Among the entries below, one line contains "Target: green lotus seed pod" and another contains "Please indicate the curved white". Transcribe those two lines and every line between them, exactly.

- _Material provided_:
┄┄┄┄┄┄┄┄┄┄

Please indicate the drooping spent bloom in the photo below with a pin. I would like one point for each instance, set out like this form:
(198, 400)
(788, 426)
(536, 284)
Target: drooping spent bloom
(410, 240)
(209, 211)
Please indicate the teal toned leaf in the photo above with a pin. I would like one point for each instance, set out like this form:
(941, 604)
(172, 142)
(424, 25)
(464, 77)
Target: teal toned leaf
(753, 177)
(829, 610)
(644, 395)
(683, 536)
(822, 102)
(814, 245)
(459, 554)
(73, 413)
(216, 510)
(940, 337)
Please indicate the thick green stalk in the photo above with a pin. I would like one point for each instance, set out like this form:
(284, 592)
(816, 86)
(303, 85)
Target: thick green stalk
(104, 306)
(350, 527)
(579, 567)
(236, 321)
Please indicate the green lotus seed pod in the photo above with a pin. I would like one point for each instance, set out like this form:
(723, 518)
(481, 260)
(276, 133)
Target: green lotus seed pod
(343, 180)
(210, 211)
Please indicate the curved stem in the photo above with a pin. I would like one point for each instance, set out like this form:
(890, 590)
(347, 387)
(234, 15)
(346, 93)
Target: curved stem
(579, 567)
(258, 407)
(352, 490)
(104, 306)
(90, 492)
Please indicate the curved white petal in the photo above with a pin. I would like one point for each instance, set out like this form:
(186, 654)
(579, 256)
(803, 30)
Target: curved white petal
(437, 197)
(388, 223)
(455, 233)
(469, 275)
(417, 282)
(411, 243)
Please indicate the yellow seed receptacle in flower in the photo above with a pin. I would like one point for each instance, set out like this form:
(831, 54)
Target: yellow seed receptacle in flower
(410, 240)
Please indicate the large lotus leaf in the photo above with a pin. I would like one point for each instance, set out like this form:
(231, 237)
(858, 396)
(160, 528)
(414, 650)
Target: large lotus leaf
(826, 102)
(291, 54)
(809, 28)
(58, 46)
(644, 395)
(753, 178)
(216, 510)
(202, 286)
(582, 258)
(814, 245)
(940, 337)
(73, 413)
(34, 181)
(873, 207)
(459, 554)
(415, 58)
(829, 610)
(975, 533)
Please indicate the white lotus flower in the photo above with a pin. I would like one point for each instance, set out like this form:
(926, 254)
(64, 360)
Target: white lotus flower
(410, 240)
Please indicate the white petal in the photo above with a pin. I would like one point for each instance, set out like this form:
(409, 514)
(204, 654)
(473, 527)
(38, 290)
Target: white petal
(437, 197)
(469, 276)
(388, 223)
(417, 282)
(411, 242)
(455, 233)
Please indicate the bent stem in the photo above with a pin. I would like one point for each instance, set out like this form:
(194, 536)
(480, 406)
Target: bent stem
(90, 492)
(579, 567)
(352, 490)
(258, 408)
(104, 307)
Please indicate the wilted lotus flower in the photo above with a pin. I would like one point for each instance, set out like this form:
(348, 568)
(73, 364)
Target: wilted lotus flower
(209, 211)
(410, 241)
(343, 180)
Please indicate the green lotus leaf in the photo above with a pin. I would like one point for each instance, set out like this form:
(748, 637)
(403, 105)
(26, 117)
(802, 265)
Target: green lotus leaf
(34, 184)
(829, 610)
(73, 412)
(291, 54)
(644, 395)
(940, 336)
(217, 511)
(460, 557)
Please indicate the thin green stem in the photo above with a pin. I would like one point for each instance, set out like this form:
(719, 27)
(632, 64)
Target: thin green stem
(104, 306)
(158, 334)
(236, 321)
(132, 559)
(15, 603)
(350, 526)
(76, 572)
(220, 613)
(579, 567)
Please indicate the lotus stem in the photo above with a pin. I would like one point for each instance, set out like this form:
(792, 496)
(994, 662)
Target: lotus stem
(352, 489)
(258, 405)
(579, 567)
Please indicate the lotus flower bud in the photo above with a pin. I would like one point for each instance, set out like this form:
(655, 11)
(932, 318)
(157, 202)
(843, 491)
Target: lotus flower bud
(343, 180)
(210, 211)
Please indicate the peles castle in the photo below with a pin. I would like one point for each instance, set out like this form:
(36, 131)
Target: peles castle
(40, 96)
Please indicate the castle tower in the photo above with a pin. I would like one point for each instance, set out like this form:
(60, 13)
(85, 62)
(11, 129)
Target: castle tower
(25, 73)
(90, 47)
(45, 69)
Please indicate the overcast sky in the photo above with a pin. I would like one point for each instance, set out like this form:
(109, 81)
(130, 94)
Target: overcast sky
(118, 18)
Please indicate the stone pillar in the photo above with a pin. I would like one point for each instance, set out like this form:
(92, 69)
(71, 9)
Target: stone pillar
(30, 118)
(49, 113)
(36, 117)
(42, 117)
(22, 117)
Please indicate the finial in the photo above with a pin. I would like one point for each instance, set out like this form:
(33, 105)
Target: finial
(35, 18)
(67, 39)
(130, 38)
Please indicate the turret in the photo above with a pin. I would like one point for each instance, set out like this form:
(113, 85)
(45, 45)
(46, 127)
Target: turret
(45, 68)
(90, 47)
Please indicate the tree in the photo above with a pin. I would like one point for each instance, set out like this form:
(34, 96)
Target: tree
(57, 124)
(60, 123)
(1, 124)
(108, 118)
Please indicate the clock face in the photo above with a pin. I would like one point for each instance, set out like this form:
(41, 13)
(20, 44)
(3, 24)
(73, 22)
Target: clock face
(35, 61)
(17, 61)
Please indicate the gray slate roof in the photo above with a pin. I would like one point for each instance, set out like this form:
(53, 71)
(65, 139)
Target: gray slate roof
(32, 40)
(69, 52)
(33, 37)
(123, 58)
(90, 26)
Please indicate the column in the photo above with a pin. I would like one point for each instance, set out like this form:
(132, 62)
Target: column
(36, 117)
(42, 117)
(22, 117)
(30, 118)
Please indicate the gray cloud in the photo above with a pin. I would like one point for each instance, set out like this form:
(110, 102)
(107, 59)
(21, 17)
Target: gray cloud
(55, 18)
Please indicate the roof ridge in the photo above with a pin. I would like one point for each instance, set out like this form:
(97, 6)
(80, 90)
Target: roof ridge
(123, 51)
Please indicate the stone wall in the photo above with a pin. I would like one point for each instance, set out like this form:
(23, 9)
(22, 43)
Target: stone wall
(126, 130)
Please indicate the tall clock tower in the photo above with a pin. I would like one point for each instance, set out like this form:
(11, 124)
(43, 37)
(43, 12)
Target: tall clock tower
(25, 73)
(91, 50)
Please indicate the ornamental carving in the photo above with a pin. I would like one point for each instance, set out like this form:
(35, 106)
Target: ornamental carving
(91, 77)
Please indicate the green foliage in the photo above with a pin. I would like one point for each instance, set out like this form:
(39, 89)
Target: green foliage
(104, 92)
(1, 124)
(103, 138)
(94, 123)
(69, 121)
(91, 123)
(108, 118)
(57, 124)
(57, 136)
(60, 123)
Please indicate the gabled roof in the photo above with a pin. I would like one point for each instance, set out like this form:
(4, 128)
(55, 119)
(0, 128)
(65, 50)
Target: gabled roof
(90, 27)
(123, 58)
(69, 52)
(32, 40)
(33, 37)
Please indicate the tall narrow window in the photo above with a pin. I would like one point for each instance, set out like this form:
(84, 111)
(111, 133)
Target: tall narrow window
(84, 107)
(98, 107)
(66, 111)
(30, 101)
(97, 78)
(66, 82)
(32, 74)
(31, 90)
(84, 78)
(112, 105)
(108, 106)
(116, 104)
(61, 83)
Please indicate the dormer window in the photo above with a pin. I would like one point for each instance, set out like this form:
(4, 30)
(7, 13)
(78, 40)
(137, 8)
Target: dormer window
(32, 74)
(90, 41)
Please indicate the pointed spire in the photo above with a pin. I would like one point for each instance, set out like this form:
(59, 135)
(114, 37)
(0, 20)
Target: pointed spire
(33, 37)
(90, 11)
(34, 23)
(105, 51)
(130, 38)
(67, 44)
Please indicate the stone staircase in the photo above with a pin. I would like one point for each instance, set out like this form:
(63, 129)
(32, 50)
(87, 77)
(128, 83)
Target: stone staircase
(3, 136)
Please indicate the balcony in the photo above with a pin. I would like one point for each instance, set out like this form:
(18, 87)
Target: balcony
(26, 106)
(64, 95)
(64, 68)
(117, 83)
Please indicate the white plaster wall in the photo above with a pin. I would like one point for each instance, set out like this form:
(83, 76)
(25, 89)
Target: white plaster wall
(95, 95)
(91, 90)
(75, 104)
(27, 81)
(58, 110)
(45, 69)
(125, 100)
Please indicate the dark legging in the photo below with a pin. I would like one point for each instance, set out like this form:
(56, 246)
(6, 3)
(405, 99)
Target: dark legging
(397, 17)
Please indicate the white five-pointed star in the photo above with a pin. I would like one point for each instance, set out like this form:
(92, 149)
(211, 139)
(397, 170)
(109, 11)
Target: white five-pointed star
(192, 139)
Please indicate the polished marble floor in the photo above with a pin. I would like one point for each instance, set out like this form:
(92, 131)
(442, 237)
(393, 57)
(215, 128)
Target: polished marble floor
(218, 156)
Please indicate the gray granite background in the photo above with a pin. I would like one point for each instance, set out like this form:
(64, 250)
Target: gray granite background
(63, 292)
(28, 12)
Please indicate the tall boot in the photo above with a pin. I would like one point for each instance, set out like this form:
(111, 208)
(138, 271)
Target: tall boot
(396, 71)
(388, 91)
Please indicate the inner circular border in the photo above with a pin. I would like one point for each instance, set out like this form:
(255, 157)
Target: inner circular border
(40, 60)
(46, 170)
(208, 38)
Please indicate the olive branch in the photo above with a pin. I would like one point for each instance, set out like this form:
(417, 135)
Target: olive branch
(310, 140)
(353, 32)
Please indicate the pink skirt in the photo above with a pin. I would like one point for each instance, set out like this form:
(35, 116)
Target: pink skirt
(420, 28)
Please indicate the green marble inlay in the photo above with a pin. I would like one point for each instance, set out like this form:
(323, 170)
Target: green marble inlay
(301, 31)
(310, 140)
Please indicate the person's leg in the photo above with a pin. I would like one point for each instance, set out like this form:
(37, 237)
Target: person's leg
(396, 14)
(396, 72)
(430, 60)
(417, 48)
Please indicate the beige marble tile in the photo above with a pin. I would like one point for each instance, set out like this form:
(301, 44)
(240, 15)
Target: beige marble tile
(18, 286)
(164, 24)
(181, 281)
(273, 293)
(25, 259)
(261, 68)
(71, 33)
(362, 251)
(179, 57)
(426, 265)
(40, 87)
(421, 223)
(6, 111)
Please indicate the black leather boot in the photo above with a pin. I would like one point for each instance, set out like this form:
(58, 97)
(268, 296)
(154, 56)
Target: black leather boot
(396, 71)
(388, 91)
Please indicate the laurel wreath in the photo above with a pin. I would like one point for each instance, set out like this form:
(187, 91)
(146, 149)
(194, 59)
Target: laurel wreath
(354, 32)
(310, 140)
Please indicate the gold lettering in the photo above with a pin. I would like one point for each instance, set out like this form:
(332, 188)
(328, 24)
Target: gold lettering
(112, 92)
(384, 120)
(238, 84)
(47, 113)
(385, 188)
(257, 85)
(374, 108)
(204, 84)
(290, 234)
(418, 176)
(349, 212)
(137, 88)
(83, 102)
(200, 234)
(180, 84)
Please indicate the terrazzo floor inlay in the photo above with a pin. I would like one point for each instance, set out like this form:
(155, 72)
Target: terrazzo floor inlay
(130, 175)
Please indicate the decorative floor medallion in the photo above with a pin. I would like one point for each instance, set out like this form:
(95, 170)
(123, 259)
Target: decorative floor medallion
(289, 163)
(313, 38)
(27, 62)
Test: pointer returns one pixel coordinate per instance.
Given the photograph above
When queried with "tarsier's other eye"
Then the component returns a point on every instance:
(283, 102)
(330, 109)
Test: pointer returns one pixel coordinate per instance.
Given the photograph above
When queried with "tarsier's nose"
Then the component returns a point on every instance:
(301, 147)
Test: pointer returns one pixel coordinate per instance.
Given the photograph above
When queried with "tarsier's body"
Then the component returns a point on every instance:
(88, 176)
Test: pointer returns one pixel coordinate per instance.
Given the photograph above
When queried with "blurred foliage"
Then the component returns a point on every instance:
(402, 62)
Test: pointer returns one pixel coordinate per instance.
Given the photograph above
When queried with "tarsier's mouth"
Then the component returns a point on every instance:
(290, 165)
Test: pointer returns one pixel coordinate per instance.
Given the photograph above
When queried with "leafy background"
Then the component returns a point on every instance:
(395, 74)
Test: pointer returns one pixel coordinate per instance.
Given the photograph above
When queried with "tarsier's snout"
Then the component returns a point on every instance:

┄┄┄┄┄┄┄┄┄┄

- _Task response_:
Target: green lotus seed pod
(343, 180)
(210, 211)
Please indicate the curved stem in the photo above with a pin. I would like one point for each instance, set out like this form:
(890, 590)
(347, 387)
(234, 15)
(346, 93)
Target: curved stem
(579, 567)
(258, 407)
(352, 490)
(104, 306)
(90, 492)
Please indicate the curved white petal in the photo above with a pin. I would like one point for each instance, set out like this form:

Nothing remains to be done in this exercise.